## Text
──────
Rezension

Der Stoff, aus dem Albträume gemacht sind!

Die fünfte Welle - Rick Yancey

Die fünfte Welle
von Rick Yancey

Bewertet mit 4.5 Sternen

"Wir hatten dem Tod in die Augen gesehen, und der Tod hatte als Erster geblinzelt. Man möchte meinen, das hätte uns das Gefühl gegeben, wir wären tapfer und unbesiegbar, aber das war nicht der Fall."
["Die 5. Welle" // Rick Yancey // S. 80]

Erster Satz:
Es wird kein Erwachen geben.

Inhalt:
Mit der ersten Welle fiel der Strom auf der ganzen Welt aus. Die zweite Welle zerstörte alle Küstenstädte. Die dritte Welle brachte ein tödliches Virus und nach der vierten Welle gibt es nur noch eine einzige Regel: Traue niemanden. Auch Cassie hat diese lebenswichtige Regel lernen müssen, nachdem sie ihre Familie hat sterben sehen. Nur ihr kleiner Bruder ist ihr geblieben, doch die Anderen haben ihn mitgenommen. Getrieben von dem Versprechen, ihn wieder zurückzuholen, trifft sie bald auf Evan Walker, der sie rettet, nach dem sie auf der Flucht vor den Anderen angeschossen wurde. Obwohl sie weiß, dass Vertrauen tödlich sein kann, bleibt sie bei Evan und muss schon bald erfahren, welche Grausamkeiten die fünfte Welle für den Rest der Menschheit bereithält...
──────
## Zu erledigende Aufgaben
A. Was geschah laut der Rezension zu „Die fünfte Welle“ mit der ersten Welle?
B. Fasse die Rezension zu „Die fünfte Welle“ in zwei Sätzen zusammen.
C. Führe die Rezension zu „Die fünfte Welle“ bitte im Anschluss an ihren letzten Satz fort.
Die Zeilen weiter unten sind dafür nicht nötig.
──────
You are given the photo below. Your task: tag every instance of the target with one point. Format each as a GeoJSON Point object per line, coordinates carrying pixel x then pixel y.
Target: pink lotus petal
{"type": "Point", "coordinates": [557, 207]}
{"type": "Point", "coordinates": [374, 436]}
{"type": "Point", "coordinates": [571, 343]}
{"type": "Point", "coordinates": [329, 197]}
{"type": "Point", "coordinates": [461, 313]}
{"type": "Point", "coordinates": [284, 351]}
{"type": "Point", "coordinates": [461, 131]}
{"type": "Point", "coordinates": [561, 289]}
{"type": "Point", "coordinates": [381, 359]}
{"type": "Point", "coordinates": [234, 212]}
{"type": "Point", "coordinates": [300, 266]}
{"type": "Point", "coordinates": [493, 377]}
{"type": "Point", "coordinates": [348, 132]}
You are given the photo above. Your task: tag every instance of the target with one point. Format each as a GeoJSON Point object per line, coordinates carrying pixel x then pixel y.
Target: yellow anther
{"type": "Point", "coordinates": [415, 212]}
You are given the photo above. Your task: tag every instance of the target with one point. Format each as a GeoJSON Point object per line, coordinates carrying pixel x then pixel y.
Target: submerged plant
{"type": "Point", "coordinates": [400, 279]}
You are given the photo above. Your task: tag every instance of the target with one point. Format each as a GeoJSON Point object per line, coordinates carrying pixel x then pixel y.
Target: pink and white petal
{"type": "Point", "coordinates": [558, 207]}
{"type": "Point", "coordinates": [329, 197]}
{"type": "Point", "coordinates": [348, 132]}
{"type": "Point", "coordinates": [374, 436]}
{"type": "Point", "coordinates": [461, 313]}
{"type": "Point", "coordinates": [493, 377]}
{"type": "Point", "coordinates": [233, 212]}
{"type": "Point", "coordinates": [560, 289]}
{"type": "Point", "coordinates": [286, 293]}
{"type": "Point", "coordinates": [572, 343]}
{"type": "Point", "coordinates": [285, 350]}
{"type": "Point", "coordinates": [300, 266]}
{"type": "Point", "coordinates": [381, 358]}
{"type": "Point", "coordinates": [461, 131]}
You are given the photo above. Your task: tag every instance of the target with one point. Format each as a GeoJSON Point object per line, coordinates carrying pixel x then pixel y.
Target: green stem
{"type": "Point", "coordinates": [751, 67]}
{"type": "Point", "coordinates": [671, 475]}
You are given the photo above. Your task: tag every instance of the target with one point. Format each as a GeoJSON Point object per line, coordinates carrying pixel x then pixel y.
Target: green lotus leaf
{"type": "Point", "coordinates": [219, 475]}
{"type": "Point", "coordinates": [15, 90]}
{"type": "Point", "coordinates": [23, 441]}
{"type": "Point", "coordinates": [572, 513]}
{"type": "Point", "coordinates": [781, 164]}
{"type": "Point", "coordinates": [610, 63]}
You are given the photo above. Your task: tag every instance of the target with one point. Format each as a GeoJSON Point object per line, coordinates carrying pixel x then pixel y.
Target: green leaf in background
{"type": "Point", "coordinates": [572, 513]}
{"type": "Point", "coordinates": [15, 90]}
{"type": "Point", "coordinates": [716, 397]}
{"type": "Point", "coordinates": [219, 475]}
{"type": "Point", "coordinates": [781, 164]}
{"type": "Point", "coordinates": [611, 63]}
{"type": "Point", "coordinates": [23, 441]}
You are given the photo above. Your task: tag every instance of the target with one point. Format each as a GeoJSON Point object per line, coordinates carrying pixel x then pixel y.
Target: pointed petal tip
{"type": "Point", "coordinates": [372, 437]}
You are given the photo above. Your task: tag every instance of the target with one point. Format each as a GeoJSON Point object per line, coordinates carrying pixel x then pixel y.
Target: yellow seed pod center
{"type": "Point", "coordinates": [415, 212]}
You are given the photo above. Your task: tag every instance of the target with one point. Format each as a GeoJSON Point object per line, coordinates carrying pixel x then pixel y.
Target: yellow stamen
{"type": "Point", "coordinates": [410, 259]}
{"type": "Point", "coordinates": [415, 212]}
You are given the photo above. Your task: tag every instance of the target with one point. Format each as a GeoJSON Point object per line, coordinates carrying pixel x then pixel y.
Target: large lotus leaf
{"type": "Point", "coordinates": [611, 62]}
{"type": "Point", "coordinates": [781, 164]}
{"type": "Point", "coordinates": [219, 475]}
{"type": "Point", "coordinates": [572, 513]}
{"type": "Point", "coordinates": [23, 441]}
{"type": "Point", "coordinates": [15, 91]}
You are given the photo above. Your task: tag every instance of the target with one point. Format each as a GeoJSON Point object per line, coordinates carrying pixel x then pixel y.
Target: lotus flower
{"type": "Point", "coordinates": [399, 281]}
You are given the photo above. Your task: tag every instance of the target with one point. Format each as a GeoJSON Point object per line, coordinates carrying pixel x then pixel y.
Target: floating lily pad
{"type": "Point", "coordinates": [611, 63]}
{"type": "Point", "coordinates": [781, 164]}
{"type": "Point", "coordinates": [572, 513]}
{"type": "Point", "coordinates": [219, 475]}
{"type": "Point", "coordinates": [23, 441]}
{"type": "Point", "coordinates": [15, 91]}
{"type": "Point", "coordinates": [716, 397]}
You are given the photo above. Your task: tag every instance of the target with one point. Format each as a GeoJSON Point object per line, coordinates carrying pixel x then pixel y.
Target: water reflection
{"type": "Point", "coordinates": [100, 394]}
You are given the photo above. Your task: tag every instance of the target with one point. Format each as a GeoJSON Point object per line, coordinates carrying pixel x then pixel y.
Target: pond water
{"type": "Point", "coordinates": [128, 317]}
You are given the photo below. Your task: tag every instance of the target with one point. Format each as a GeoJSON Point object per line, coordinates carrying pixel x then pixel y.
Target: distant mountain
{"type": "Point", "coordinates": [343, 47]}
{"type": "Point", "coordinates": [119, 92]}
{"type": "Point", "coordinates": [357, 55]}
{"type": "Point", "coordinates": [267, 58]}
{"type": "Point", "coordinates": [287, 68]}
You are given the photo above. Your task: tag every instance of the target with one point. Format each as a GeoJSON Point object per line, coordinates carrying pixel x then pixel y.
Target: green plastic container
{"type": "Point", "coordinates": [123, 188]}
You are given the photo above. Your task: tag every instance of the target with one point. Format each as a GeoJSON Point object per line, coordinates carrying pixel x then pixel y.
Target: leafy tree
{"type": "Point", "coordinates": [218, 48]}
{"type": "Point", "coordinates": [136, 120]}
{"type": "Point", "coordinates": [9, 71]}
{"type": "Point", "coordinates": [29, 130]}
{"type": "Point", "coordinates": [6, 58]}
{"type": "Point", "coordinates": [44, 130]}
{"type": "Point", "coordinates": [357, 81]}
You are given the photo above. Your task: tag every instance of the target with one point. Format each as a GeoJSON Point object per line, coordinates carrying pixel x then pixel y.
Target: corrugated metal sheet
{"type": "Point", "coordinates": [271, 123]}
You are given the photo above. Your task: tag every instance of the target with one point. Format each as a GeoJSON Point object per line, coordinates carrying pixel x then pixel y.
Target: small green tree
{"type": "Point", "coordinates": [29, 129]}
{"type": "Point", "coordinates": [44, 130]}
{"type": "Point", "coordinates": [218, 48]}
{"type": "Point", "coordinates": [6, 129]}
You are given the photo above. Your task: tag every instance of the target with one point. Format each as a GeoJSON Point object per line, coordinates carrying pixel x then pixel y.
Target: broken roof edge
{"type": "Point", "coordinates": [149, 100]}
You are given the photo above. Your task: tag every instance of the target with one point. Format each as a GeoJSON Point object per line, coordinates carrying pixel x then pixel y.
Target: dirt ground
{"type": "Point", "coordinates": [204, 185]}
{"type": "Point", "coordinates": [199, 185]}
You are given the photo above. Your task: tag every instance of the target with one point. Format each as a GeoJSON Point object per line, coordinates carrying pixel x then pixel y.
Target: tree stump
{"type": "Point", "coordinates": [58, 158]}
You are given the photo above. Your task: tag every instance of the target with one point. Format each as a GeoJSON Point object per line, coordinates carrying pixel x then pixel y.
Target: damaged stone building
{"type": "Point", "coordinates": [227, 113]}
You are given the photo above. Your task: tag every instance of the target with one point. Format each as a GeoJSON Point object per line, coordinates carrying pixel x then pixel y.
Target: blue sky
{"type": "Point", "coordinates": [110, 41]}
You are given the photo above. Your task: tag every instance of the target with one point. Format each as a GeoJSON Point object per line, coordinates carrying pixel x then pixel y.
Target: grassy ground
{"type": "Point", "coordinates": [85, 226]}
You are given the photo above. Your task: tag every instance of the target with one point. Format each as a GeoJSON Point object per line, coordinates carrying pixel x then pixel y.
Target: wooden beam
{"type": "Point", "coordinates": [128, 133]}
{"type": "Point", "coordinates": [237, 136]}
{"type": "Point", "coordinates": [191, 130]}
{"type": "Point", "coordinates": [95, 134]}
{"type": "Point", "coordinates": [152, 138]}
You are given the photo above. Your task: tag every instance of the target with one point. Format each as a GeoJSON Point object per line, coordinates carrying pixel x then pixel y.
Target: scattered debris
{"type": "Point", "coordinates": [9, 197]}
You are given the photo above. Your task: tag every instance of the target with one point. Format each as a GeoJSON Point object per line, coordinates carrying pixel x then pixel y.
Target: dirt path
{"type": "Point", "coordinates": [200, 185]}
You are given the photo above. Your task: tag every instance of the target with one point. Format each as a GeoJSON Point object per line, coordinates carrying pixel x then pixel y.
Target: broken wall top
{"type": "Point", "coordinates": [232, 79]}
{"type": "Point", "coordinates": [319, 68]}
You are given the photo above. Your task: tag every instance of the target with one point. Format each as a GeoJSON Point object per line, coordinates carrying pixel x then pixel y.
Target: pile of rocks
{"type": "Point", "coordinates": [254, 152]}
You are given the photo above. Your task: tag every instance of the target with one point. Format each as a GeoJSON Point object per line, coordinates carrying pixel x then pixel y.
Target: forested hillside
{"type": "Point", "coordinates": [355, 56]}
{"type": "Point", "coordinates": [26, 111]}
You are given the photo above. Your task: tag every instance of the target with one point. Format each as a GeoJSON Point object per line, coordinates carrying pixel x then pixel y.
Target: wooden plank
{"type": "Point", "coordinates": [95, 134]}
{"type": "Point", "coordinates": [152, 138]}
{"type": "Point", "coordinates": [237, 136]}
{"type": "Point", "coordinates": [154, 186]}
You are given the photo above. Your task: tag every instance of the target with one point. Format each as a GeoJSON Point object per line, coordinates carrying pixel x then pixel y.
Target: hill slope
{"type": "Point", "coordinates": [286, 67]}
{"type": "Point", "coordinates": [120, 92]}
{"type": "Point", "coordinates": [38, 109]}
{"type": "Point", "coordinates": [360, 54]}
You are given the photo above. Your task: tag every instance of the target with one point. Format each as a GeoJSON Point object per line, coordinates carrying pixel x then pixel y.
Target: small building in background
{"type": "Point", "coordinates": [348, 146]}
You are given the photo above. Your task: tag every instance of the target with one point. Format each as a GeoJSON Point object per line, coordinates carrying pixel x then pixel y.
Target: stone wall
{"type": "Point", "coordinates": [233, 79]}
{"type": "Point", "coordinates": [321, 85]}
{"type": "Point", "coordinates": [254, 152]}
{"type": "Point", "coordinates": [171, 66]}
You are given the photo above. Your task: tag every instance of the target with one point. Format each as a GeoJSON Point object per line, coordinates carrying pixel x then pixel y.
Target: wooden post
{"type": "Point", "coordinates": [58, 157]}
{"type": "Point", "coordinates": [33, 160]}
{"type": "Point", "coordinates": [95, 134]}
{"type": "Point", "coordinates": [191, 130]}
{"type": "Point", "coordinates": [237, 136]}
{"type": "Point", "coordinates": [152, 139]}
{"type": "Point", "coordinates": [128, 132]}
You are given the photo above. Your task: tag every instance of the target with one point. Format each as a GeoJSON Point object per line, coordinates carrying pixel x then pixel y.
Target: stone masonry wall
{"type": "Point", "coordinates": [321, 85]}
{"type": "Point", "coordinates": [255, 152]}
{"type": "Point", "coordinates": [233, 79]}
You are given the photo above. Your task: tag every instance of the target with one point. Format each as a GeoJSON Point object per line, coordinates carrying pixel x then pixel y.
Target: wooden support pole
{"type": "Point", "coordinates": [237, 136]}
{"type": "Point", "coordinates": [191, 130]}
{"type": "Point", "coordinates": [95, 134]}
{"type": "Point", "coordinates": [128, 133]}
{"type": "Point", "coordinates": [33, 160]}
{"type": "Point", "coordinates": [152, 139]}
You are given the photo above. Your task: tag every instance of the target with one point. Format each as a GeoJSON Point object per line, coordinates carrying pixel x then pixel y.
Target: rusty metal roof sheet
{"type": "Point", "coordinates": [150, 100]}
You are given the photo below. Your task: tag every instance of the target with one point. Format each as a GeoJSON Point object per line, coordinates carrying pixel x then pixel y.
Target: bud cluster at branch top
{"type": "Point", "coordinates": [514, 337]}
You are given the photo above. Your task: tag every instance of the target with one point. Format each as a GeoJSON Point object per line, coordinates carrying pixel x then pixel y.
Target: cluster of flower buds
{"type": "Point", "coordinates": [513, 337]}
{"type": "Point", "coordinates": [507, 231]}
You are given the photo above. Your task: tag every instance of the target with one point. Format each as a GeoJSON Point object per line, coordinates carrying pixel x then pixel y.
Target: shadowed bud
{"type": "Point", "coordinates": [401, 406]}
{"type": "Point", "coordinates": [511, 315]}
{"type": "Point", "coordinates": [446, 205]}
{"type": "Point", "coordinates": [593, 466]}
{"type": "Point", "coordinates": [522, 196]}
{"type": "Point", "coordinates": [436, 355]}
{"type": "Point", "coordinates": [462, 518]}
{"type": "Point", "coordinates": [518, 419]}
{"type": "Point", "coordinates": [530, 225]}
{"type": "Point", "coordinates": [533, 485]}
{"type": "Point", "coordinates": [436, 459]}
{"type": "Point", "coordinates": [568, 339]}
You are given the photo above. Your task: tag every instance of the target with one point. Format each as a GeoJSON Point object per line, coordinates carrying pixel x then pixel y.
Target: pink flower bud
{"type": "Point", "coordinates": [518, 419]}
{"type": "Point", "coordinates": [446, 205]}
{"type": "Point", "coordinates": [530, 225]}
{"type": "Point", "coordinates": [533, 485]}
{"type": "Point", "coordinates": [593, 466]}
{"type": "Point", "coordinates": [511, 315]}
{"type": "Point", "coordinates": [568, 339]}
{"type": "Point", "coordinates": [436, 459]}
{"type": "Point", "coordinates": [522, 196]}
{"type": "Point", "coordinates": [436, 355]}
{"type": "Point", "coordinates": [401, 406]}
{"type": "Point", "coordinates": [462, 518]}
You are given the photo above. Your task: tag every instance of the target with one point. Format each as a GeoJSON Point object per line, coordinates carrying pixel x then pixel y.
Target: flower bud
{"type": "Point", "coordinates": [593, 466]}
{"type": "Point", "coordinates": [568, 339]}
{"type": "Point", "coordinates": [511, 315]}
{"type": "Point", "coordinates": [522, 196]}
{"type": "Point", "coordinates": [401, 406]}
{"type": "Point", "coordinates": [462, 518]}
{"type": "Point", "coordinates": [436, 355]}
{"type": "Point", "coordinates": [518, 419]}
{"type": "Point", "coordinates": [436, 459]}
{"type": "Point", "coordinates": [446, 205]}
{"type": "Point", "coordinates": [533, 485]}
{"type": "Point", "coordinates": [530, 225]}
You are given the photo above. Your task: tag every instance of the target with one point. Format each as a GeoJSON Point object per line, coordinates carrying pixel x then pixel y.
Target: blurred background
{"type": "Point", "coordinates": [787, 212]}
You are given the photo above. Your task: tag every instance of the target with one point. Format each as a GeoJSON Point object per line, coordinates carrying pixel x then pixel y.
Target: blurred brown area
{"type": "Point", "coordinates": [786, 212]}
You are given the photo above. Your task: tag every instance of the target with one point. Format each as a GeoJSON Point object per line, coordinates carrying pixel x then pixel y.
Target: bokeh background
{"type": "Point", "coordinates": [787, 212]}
──────
## Lösungen
A. Mit der ersten Welle fiel der Strom auf der ganzen Welt aus.

B. Die Rezension bewertet „Die fünfte Welle“ von Rick Yancey mit 4,5 Sternen und beschreibt eine Welt, in der nach Stromausfall, zerstörten Küstenstädten und einem tödlichen Virus nur noch die Regel gilt, niemandem zu trauen. Cassie, die ihre Familie hat sterben sehen, will ihren von den Anderen mitgenommenen kleinen Bruder zurückholen und bleibt bei Evan Walker, der sie gerettet hat, obwohl Vertrauen tödlich sein kann.

C.
Meine Meinung:
Dieses Buch ist ein Albtraum! Und nein, damit meine ich nicht, dass es schlecht ist - ganz im Gegenteil! Es rüttelt am Leser, zerrt an ihm, reißt ihn mit und taucht ihn unter - immer wieder. Man könnte zeitweise meinen, es fasse die größten Ängste der Menschheit zusammen und verpacke sie in einer Geschichte. Heraus kommt "Die 5. Welle" und überrollt einen - ganz wie eine Welle es eben tut. Ganz wie im Buch ist es aber nicht nur eine Welle, die da auf einen zukommt, vielmehr sind es vieleWellen. Wellen voller Grausamkeiten, Gefühlen, Gedanken und Vermutungen. Wellen, die einen zeitweise geschockt, verblüfft und mit gebrochenem Herzen zurücklassen. Denn dieses Buch hat es in sich - es beschönigt nichts und es erzählt nicht die perfekte Geschichte einer Kick-Ass-Heldin, was ich in dem Genre wirklich einmal ganz erfrischend fand. Dieses Buch ist definitiv nichts für schwache Nerven, aber es ist auch eine unglaublich vielschichtige Geschichte, die einiges zu bieten hat und an die man sich sicherlich noch lange zurückerinnern wird.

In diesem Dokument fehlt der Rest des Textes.